Given problem | Copy the material from its beginning through the line with "<point>564,112</point>", requests included. Scale every answer point coordinate by 0.3 and round to whole numbers, halves up, while leaving the sample points inside the requests unchanged.

Saved data entries
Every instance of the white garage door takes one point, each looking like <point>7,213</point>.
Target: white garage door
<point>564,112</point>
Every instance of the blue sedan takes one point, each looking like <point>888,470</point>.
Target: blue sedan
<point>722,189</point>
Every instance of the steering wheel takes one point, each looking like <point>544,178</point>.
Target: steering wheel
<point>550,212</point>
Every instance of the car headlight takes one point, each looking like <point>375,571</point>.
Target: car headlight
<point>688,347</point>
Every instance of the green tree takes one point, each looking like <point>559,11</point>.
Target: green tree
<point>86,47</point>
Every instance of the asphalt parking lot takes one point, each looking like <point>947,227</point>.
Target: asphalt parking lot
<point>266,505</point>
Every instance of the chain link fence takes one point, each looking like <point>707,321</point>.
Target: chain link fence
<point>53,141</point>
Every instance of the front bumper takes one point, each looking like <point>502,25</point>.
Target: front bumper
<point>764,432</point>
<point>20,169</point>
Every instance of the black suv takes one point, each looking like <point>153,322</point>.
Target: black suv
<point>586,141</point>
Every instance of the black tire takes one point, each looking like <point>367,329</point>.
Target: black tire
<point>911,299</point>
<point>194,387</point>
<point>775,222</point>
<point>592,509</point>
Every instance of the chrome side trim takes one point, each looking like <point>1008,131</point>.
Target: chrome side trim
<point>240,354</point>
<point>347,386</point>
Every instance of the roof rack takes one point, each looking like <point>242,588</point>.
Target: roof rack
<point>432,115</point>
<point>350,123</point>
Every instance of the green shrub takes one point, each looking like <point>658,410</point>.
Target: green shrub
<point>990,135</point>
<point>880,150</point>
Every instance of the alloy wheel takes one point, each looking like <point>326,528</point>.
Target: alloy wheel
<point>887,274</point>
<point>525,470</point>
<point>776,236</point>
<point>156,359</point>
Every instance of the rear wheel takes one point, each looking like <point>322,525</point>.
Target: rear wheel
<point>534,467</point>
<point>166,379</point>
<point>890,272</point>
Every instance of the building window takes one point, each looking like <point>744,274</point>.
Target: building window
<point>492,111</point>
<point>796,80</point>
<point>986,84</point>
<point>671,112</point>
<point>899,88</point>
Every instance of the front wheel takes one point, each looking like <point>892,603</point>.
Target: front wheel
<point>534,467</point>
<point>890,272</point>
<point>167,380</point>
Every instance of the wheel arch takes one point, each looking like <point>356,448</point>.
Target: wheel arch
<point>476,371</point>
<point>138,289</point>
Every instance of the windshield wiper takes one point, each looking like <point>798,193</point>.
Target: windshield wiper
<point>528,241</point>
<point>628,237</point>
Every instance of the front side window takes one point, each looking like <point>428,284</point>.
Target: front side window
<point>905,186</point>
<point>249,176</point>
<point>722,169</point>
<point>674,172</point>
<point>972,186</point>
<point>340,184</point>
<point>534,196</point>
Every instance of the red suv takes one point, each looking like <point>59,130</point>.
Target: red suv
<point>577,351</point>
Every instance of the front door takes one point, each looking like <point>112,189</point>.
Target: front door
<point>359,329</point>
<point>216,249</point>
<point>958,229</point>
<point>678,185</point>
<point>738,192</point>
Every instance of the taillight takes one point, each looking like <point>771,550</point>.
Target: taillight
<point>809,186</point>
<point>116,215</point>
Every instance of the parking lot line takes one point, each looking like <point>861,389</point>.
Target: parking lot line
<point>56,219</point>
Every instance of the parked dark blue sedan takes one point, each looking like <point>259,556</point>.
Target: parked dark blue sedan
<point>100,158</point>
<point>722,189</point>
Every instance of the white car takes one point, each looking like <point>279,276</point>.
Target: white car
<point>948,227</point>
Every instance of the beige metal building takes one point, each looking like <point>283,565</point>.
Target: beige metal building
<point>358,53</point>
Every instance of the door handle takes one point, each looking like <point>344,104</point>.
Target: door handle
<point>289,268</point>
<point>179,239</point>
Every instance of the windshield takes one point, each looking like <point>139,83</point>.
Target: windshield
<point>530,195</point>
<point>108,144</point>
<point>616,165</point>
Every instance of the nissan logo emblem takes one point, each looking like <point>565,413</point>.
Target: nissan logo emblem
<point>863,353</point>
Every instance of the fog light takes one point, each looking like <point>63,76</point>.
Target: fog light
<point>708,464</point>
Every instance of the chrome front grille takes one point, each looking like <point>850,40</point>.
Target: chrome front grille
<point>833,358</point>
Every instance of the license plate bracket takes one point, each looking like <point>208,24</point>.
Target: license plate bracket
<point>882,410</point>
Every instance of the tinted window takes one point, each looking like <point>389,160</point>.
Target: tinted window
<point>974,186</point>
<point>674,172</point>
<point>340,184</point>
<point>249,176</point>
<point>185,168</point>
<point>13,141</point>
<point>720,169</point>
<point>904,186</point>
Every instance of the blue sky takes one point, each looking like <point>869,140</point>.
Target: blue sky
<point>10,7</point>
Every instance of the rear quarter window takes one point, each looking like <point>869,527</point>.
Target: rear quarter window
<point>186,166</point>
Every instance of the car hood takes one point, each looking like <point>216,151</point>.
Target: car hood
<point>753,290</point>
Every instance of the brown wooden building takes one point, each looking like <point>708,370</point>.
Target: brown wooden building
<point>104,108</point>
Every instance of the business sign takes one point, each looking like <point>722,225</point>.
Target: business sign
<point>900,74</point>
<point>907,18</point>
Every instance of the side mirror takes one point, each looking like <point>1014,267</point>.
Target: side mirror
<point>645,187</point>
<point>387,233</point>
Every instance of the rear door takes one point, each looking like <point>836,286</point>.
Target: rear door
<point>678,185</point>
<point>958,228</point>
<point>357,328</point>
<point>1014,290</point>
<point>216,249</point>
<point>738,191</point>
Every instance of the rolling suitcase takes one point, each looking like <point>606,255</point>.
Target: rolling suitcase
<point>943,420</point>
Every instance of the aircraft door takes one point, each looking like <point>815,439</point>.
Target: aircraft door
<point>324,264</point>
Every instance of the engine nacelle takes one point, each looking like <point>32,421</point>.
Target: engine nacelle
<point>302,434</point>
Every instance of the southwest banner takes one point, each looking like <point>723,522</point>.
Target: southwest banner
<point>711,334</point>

Answer |
Every instance of the white garage door takes one point, each looking like <point>7,213</point>.
Target: white garage door
<point>169,34</point>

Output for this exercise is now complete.